DATA TO USE:
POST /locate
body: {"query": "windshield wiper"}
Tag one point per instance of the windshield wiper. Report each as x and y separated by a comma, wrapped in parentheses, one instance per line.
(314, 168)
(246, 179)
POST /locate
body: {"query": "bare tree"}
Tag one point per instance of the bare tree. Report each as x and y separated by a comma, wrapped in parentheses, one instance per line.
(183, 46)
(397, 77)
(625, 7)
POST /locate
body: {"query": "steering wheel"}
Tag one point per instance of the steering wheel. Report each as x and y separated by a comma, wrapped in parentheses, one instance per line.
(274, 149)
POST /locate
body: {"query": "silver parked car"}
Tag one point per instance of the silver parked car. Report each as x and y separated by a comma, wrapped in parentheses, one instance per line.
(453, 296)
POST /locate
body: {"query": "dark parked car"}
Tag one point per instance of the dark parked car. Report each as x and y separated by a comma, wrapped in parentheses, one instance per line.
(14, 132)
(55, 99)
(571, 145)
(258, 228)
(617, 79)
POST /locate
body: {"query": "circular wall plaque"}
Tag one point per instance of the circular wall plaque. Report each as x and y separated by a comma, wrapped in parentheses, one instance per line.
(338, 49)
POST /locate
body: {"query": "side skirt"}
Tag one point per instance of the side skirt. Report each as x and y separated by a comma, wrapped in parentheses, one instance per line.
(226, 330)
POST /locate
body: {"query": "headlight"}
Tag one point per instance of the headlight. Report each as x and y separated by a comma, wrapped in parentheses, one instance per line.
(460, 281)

WHAT YOU ARE ASKED TO DO: Exactly reproduce every line of the records.

EXERCISE SOLUTION:
POST /locate
body: {"query": "windshield wiper"}
Tag one point per instance of the windshield wiper. Report each as x and y separated by a comma, wrapped in parentheses, one instance per line.
(314, 168)
(246, 179)
POST /locate
body: {"query": "bare tree"}
Tag one point per instance of the bare tree. Report each as x and y separated by a comma, wrapped in parentheses, one instance per line.
(183, 46)
(397, 77)
(625, 7)
POST /locate
body: {"query": "steering wheel"}
Tag one point per instance of the steering wheel. Report each as x and y separated by a comma, wrapped in parentheses, one instance per line.
(274, 149)
POST /locate
body: {"query": "silver parked car"}
Tag one point per instance of the silver parked car. Report each as x and y separated by a comma, wrapped in parentheses, one instance per line.
(453, 296)
POST /locate
body: {"query": "dark parked car"}
Tag one point per instance of the dark parked car. Report each as x and y separated by a comma, wrapped in parentheses, one instance per line.
(14, 132)
(55, 99)
(571, 145)
(258, 228)
(617, 79)
POST /locate
body: {"query": "circular wall plaque"}
Tag one point per instance of the circular wall plaque. Report each as x and y separated by a comma, wrapped in parentheses, one instance per line.
(338, 49)
POST /locate
body: {"query": "side skirt"}
Tag one point per instance of the side skirt. Report each as x and y separated by a comma, wrapped in parentheses, one instance per line.
(226, 330)
POST /locate
body: {"query": "headlight"}
Tag one point per instance of the headlight. Report each as x and y separated by a comma, wrapped in parentheses, one instance per line.
(460, 281)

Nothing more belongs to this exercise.